Stored entries
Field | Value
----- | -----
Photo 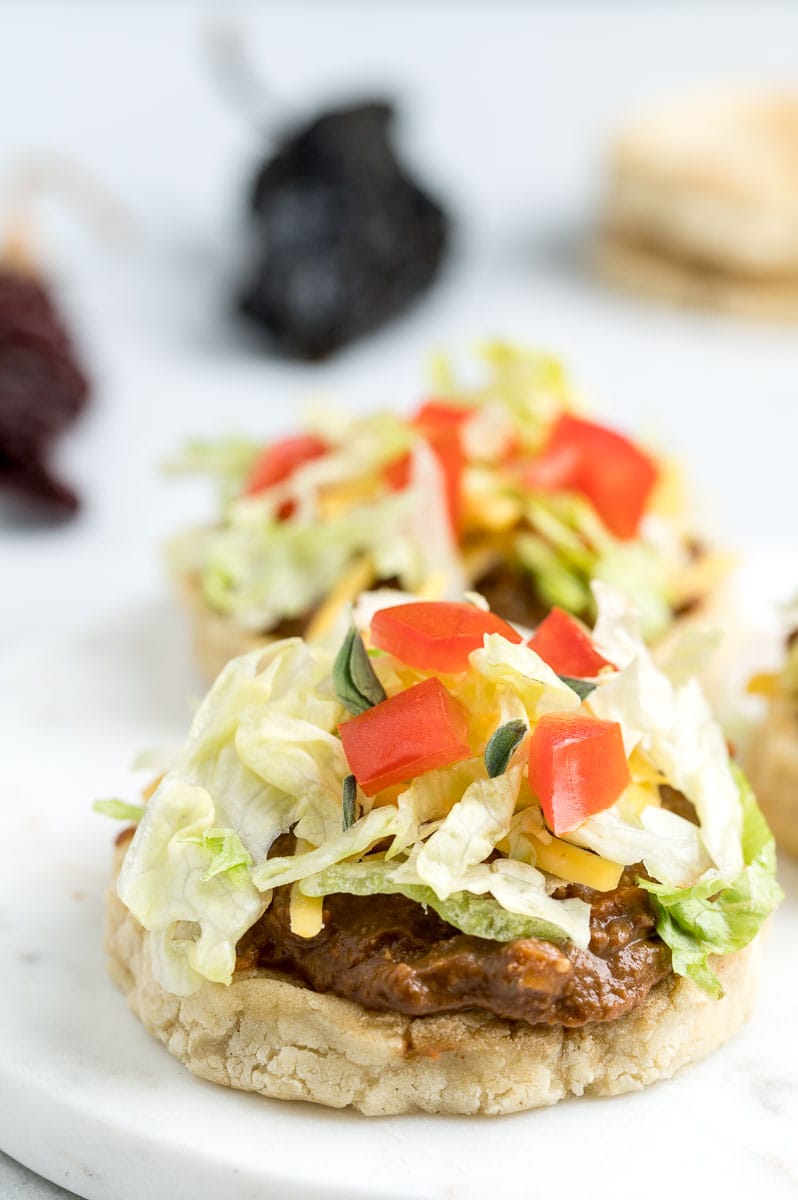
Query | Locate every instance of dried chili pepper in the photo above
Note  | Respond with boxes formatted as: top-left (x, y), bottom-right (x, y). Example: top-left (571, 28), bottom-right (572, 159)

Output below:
top-left (240, 102), bottom-right (448, 359)
top-left (0, 266), bottom-right (89, 515)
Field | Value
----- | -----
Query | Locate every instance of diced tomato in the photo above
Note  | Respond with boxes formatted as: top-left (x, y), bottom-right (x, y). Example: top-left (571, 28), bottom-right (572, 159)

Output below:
top-left (524, 413), bottom-right (656, 540)
top-left (428, 433), bottom-right (466, 538)
top-left (384, 417), bottom-right (469, 536)
top-left (527, 608), bottom-right (612, 679)
top-left (529, 713), bottom-right (631, 836)
top-left (338, 678), bottom-right (472, 796)
top-left (244, 433), bottom-right (329, 518)
top-left (371, 600), bottom-right (521, 672)
top-left (413, 400), bottom-right (475, 433)
top-left (383, 454), bottom-right (410, 492)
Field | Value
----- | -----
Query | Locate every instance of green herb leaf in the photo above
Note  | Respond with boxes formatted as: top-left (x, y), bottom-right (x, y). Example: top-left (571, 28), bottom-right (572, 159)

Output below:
top-left (91, 800), bottom-right (144, 822)
top-left (332, 625), bottom-right (388, 716)
top-left (341, 775), bottom-right (358, 833)
top-left (485, 721), bottom-right (527, 779)
top-left (558, 676), bottom-right (595, 700)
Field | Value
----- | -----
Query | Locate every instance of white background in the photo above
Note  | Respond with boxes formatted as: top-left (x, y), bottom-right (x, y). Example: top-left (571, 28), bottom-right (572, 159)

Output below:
top-left (0, 0), bottom-right (798, 1200)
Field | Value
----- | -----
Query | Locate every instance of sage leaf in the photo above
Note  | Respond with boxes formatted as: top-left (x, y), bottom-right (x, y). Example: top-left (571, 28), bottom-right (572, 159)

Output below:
top-left (485, 721), bottom-right (527, 779)
top-left (91, 800), bottom-right (144, 821)
top-left (332, 625), bottom-right (388, 716)
top-left (341, 775), bottom-right (358, 833)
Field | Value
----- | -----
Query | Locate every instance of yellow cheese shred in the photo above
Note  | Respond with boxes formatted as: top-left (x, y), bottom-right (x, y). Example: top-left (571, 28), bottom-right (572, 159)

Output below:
top-left (745, 671), bottom-right (779, 700)
top-left (288, 883), bottom-right (324, 937)
top-left (305, 554), bottom-right (374, 641)
top-left (535, 838), bottom-right (624, 892)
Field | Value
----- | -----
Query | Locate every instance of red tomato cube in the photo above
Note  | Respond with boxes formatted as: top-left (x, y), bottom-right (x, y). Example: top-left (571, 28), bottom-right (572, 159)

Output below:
top-left (244, 433), bottom-right (329, 504)
top-left (527, 608), bottom-right (611, 679)
top-left (524, 413), bottom-right (658, 540)
top-left (338, 679), bottom-right (472, 796)
top-left (529, 713), bottom-right (631, 838)
top-left (371, 600), bottom-right (521, 672)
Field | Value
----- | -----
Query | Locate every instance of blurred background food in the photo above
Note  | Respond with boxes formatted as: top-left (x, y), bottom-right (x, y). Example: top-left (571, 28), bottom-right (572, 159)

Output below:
top-left (596, 83), bottom-right (798, 320)
top-left (0, 254), bottom-right (89, 516)
top-left (164, 342), bottom-right (728, 679)
top-left (240, 100), bottom-right (446, 360)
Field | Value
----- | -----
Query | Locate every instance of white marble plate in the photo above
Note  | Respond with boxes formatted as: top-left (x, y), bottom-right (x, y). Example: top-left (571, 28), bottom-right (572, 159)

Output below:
top-left (0, 568), bottom-right (798, 1200)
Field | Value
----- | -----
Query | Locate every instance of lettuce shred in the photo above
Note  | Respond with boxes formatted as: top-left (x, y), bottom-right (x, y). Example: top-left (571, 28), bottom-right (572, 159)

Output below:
top-left (640, 767), bottom-right (784, 998)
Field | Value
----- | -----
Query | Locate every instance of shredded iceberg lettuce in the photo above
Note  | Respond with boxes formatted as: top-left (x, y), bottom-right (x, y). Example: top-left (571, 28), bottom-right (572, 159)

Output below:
top-left (641, 767), bottom-right (784, 997)
top-left (589, 583), bottom-right (743, 880)
top-left (300, 860), bottom-right (590, 948)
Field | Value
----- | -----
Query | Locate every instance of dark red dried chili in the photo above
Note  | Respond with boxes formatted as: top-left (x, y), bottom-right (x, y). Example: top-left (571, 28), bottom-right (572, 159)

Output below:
top-left (0, 268), bottom-right (89, 515)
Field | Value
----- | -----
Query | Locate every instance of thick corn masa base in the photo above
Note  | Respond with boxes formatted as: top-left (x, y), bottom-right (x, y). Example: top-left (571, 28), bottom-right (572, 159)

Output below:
top-left (106, 840), bottom-right (758, 1116)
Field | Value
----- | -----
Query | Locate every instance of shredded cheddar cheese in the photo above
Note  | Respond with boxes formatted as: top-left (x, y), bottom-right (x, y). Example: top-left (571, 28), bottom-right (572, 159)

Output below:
top-left (305, 556), bottom-right (374, 642)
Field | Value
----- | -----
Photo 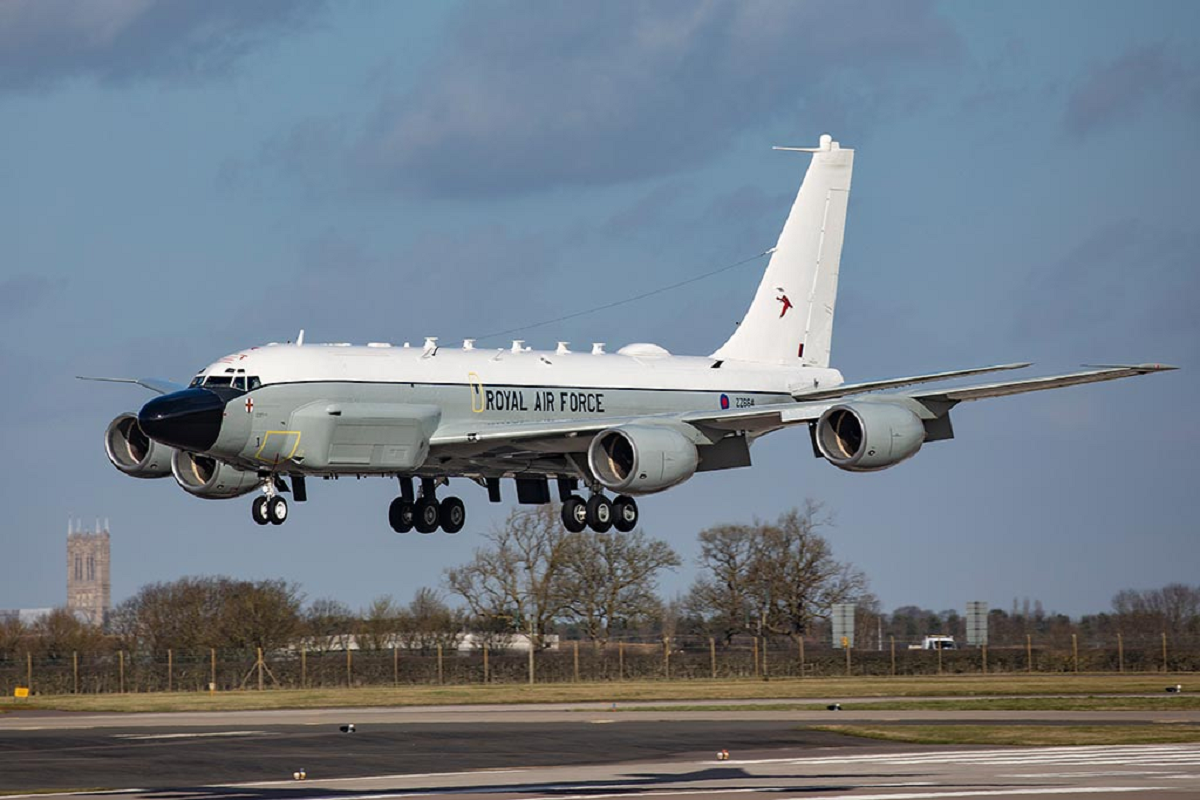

* [AIM OF THE TASK]: Echo the records line for line, from their first line up to and including the line with "top-left (0, 0), bottom-right (798, 1200)". Leave the pictures out.

* [RESPONSE]:
Field | Value
----- | -----
Photo 
Query | Locate every instance of dried chili pepper in the photo above
Note  | Respond with boxes formatted as: top-left (x, y), bottom-right (x, y). Example: top-left (571, 28), bottom-right (572, 159)

Output below:
top-left (240, 102), bottom-right (448, 359)
top-left (0, 266), bottom-right (89, 515)
Field | Value
----- | -----
Query | Locate every instance of diced tomato in the photo above
Note  | Respond with boxes formatted as: top-left (x, y), bottom-right (x, y). Example: top-left (571, 28), bottom-right (572, 159)

Output below:
top-left (524, 413), bottom-right (656, 540)
top-left (428, 433), bottom-right (466, 538)
top-left (384, 417), bottom-right (469, 536)
top-left (527, 608), bottom-right (612, 679)
top-left (529, 713), bottom-right (631, 836)
top-left (338, 678), bottom-right (472, 796)
top-left (244, 433), bottom-right (329, 518)
top-left (371, 600), bottom-right (521, 672)
top-left (413, 400), bottom-right (475, 433)
top-left (383, 454), bottom-right (410, 492)
Field | Value
----- | -----
Query | Locate every instance of green herb leaf in the photo above
Note  | Respond with boxes formatted as: top-left (x, y), bottom-right (x, y). Example: top-left (571, 28), bottom-right (572, 159)

Output below:
top-left (91, 800), bottom-right (144, 822)
top-left (332, 625), bottom-right (388, 716)
top-left (341, 775), bottom-right (358, 833)
top-left (485, 721), bottom-right (527, 779)
top-left (558, 676), bottom-right (595, 700)
Field | Value
----- | -----
Query | Locate every instance of white background in the photo above
Note  | Respond with boxes formatted as: top-left (x, y), bottom-right (x, y). Example: top-left (571, 28), bottom-right (572, 159)

Output below:
top-left (0, 0), bottom-right (798, 1200)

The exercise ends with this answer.